When you’ve been writing and publishing as long as I have, you’ve seen it all—or most of it!
I wrote my first story when I was six and had my first article published in a local newspaper when I was twelve—which was a long time ago! But it was in the 1970s and 1980s that my writing career took off with numerous published articles in newspapers and magazines. I soon had a weekly newspaper column and later a monthly column in a magazine and then in 1989 I had my first book published. Since then there have been over twenty published books from historical non-fiction and true crime to historical fiction.
Things were very different back when I started though. We worked on typewriters and we delivered hard copy to editors by snail mail or by hand.
So imagine how much a long-time writer such as me has had to learn over the years. It has not been easy and the mysterious Age of Technology was, and still is, a very large learning curve for many of us.
My portable typewriter soon became electric and then turned into the computer. We used floppy discs and eventually could send attachments in our emails to publishers and editors. This made it easier to work anywhere and at all hours! Gradually we were not tied to offices.
But technology changes by the hour (or the minute) and we’ve had to learn how to constantly update. A writer’s vocabulary today is totally new. We’ve learnt that ‘boot’ is not something you wear but is what you do to your computer and ‘cookies’ are not to be eaten. We’ve discovered the Cloud, the Domain, Encryption and firewalls. We Google and can find anything on the internet—some not necessarily accurate!
We’ve learnt about social media with Twitter, Facebook, Instagram and Tik Tok! We use GIFs and JPEGs and know all about PDFs. And don’t get me started on GoDaddy and Mail Chimp, RAMs and ROMs, Modems and Megabytes. There is phishing and spam (not the meat) and servers and search engines and the wonder of texting. But if your computer gets a Virus (not COVID), everything can crash in a second and you’re left scrambling for help from your handy computer geek.

Records shown:
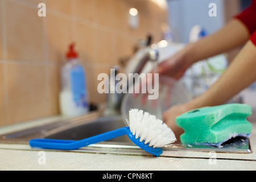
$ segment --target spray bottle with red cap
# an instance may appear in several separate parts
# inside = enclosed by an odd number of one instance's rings
[[[61,68],[61,90],[59,94],[61,113],[66,116],[76,116],[89,111],[89,96],[85,72],[79,63],[75,44],[69,46],[67,53],[68,61]]]

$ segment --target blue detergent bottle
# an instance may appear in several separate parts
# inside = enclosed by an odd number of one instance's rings
[[[69,117],[84,114],[89,109],[85,71],[79,63],[74,47],[74,43],[69,46],[66,55],[68,61],[61,68],[59,95],[61,113]]]

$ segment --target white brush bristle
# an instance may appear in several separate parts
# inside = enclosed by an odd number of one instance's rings
[[[162,147],[176,140],[172,130],[156,118],[142,110],[132,109],[129,111],[129,119],[126,120],[130,130],[135,138],[140,137],[140,142],[148,143],[150,147]]]

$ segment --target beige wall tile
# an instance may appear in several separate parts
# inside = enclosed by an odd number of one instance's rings
[[[106,96],[97,90],[98,75],[109,75],[120,58],[132,55],[138,39],[151,34],[154,42],[160,40],[160,25],[166,21],[166,13],[148,0],[0,1],[5,5],[7,59],[7,63],[0,61],[0,126],[59,113],[60,62],[66,61],[73,42],[85,69],[91,102],[105,102]],[[46,4],[46,17],[38,16],[39,2]],[[128,26],[131,7],[140,14],[135,30]],[[0,59],[2,23],[0,18]]]
[[[97,44],[97,32],[90,26],[80,23],[76,23],[77,30],[77,51],[79,53],[79,59],[82,62],[98,62],[97,59],[96,47]]]
[[[96,29],[94,42],[97,62],[111,64],[116,63],[116,37],[114,32]]]
[[[50,65],[47,66],[48,79],[47,90],[47,115],[57,115],[59,114],[59,93],[60,91],[60,66]]]
[[[46,115],[45,67],[7,64],[9,124]]]
[[[86,74],[86,85],[88,88],[90,102],[102,104],[106,101],[106,95],[100,94],[97,90],[98,84],[101,81],[97,80],[98,75],[105,70],[101,68],[92,68],[84,65]],[[109,71],[110,72],[110,70]],[[106,72],[107,74],[109,74]]]
[[[61,13],[71,14],[71,0],[46,0],[46,5],[47,8]]]
[[[48,60],[64,61],[69,44],[75,40],[72,36],[72,22],[49,13],[46,18]]]
[[[3,58],[3,52],[2,52],[2,29],[3,28],[2,25],[2,13],[1,11],[2,9],[2,3],[0,2],[0,59],[2,59]]]
[[[0,63],[0,126],[6,125],[3,86],[3,65]]]
[[[38,9],[6,2],[7,58],[43,60],[43,18]]]

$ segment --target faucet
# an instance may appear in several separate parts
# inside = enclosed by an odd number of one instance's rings
[[[114,66],[112,69],[114,69],[115,78],[118,73],[119,68],[118,65]],[[123,94],[118,94],[116,92],[111,93],[111,88],[115,88],[117,82],[110,81],[110,77],[109,80],[109,93],[107,94],[107,104],[105,110],[105,114],[106,115],[117,115],[120,114],[119,108]]]
[[[151,61],[153,62],[153,64],[157,64],[158,60],[159,58],[159,52],[157,48],[150,48],[148,51],[147,53],[145,54],[141,60],[140,60],[139,64],[137,65],[136,68],[134,69],[133,73],[141,73],[141,72],[146,64],[148,61]],[[155,64],[154,64],[155,65]],[[154,67],[155,68],[155,67]],[[118,65],[114,65],[112,67],[112,69],[114,69],[114,76],[116,77],[119,71],[119,67]],[[128,79],[127,79],[128,80]],[[130,84],[134,84],[133,82],[129,82],[129,80],[126,81],[126,85],[127,90],[129,90],[129,86]],[[118,93],[117,92],[114,93],[111,93],[111,88],[115,88],[117,85],[116,81],[111,81],[110,78],[109,78],[109,93],[107,94],[107,104],[106,108],[105,110],[105,114],[106,115],[117,115],[120,114],[121,111],[121,105],[122,104],[122,98],[125,93]]]

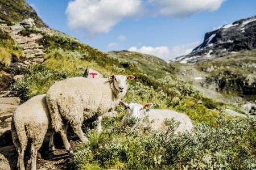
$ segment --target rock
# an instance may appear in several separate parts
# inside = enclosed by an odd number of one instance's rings
[[[42,36],[41,34],[39,33],[36,36],[32,37],[31,40],[36,40],[38,39],[40,39],[43,38],[43,37],[44,37],[43,36]]]
[[[36,62],[43,62],[44,61],[44,58],[33,58],[33,61]]]
[[[26,65],[29,65],[30,64],[30,62],[26,60],[23,61],[23,63]]]
[[[226,113],[229,114],[229,116],[231,116],[232,117],[246,117],[247,116],[242,113],[238,113],[237,112],[235,112],[234,110],[229,109],[226,109],[225,110],[225,111],[226,112]]]
[[[9,117],[5,120],[5,122],[11,122],[11,117]]]
[[[24,53],[25,54],[35,54],[42,52],[43,50],[42,49],[27,49],[24,50]]]
[[[253,102],[248,102],[242,107],[241,110],[246,113],[255,114],[256,114],[256,104]]]
[[[35,33],[31,33],[30,35],[30,37],[32,38],[32,37],[35,37],[36,36],[36,34],[35,34]]]
[[[0,27],[0,29],[5,32],[10,33],[11,32],[11,28],[9,26],[2,26]]]
[[[4,97],[8,96],[11,93],[11,91],[0,91],[0,97]]]
[[[14,82],[18,82],[19,80],[21,80],[24,76],[24,75],[23,74],[19,74],[19,75],[16,75],[14,76],[13,79],[14,80]]]
[[[23,26],[24,27],[31,28],[35,27],[35,23],[34,22],[34,19],[32,18],[25,19],[20,22],[20,24]]]
[[[86,69],[84,71],[84,75],[82,76],[93,79],[103,78],[103,75],[101,74],[92,69]]]
[[[13,104],[0,104],[0,116],[13,114],[18,107]]]
[[[0,104],[19,105],[20,103],[20,99],[18,97],[0,98]]]
[[[0,79],[0,91],[9,90],[9,85],[13,82],[11,76],[4,71],[0,71],[0,75],[1,75]]]
[[[8,160],[0,154],[0,170],[11,170]]]
[[[43,168],[40,168],[39,169],[38,169],[38,170],[47,170],[47,168],[45,168],[45,167],[43,167]]]
[[[171,61],[195,64],[204,58],[222,57],[256,48],[256,16],[236,21],[205,34],[202,44],[188,55]],[[216,67],[215,69],[218,69]],[[207,70],[210,72],[211,69]]]
[[[11,32],[14,35],[18,34],[20,32],[22,29],[24,29],[24,27],[22,26],[19,24],[16,24],[14,26],[12,26],[10,27],[11,29]]]

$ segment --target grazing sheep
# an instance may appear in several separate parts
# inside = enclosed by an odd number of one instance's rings
[[[47,133],[50,135],[49,149],[55,149],[54,130],[51,128],[51,117],[46,105],[46,95],[36,96],[20,105],[13,114],[11,135],[18,153],[18,167],[25,169],[24,151],[28,140],[32,139],[31,169],[36,169],[36,155]]]
[[[144,109],[149,109],[152,105],[151,103],[148,103],[144,106],[138,103],[126,104],[120,101],[120,104],[127,109],[127,112],[123,116],[121,122],[121,126],[127,126],[129,118],[135,117],[135,120],[131,121],[131,124],[137,124],[142,123],[143,118],[145,116]],[[187,114],[178,113],[173,110],[167,109],[150,109],[147,112],[148,114],[149,121],[154,120],[154,122],[150,125],[155,129],[165,130],[166,126],[164,125],[164,120],[165,118],[174,118],[175,121],[180,122],[180,124],[176,130],[176,131],[185,131],[185,130],[191,131],[193,128],[193,124]]]
[[[59,82],[49,88],[46,100],[52,126],[60,133],[65,147],[70,154],[73,150],[67,138],[68,124],[82,142],[87,142],[81,129],[84,120],[96,116],[97,129],[101,132],[103,114],[115,109],[126,93],[126,80],[134,78],[133,75],[113,75],[108,79],[74,77]]]

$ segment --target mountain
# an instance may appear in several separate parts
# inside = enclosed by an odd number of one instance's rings
[[[12,22],[20,22],[30,18],[34,20],[38,27],[47,27],[25,0],[0,0],[0,24],[12,24]]]
[[[164,77],[167,73],[174,74],[175,68],[158,57],[127,50],[112,51],[108,54],[122,62],[130,62],[135,65],[142,73],[155,78]],[[123,65],[125,67],[125,65]]]
[[[195,64],[205,58],[256,48],[256,16],[225,25],[204,36],[202,44],[186,56],[171,61]]]

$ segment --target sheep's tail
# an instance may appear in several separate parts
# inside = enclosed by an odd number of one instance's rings
[[[59,131],[62,129],[63,122],[61,116],[59,111],[57,103],[53,101],[48,101],[48,100],[47,100],[47,101],[52,119],[52,127],[56,131]]]
[[[24,150],[27,147],[28,141],[25,125],[21,121],[16,125],[13,120],[14,118],[13,118],[11,124],[13,142],[17,149],[20,147],[21,149]]]

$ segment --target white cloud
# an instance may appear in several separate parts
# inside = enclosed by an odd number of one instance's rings
[[[70,28],[91,37],[106,33],[125,18],[160,14],[182,19],[202,11],[214,11],[226,0],[73,0],[66,14]],[[148,12],[151,11],[151,12]]]
[[[218,27],[213,27],[213,28],[212,28],[212,29],[213,31],[215,31],[215,30],[217,30],[217,29],[218,29],[221,28],[221,27],[222,27],[222,26],[218,26]]]
[[[109,43],[108,45],[108,47],[112,47],[112,46],[117,46],[117,45],[118,45],[118,44],[117,42],[112,42],[112,43]]]
[[[121,41],[125,41],[126,39],[126,37],[123,35],[120,35],[117,38]]]
[[[125,18],[138,18],[144,8],[142,0],[75,0],[66,10],[68,26],[93,37],[108,32]]]
[[[175,46],[171,49],[166,46],[157,47],[143,46],[141,48],[131,46],[128,50],[155,56],[164,60],[168,61],[176,57],[188,54],[200,43],[200,41],[198,40],[192,43]]]
[[[155,56],[165,60],[167,60],[170,58],[170,50],[166,46],[155,48],[150,46],[143,46],[139,49],[135,46],[131,46],[128,50]]]
[[[148,0],[152,8],[164,16],[181,19],[202,11],[215,11],[225,0]]]
[[[36,6],[36,5],[35,4],[34,4],[34,3],[31,3],[31,4],[30,4],[30,5],[35,10],[35,11],[36,11],[36,12],[38,14],[38,16],[39,16],[42,19],[42,16],[40,14],[39,10],[38,9],[38,8]]]

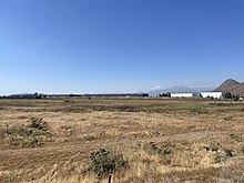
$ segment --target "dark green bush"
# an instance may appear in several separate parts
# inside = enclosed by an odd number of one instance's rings
[[[99,149],[91,153],[88,171],[98,176],[108,176],[119,170],[129,167],[129,162],[114,150]]]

Using the information:
• A. According to the essay about a long-time writer adjusting to technology, in what year was the writer's first book published?
• B. Carry on the essay about a long-time writer adjusting to technology, starting after its final sentence.

Your responses:
• A. 1989

• B.
During COVID there has been even more to learn as we now operate in a very different working world. We talk more on Facetime and Skype and we’ve mastered Zoom, seeing each other in little boxes like a game of Hollywood Squares.
And all of that is only a small selection of what we’ve had to learn. The young writers of today are growing up with all this strange technology and are running with it, just as we did back in the day with shorthand and typing on our portable typewriters.
But I hate to tell you this but it will certainly all change again before you too become senior writers, because if there is one thing I’ve learnt over time is that “the only constant in life is change.”
And then there are many writers like me who are waiting for the release of a book right now and have had to learn patience, because despite all this wonderful technology today, a world pandemic can slow down everything with a world-wide paper shortage and numerous shipping delays.
My novel PROVIDENCE (book one in the McBride Chronicles) was due to be released this spring, but we are now looking at a September release. I promise you it will be worth waiting for.
Meanwhile, a writer’s life is not easy in 2022!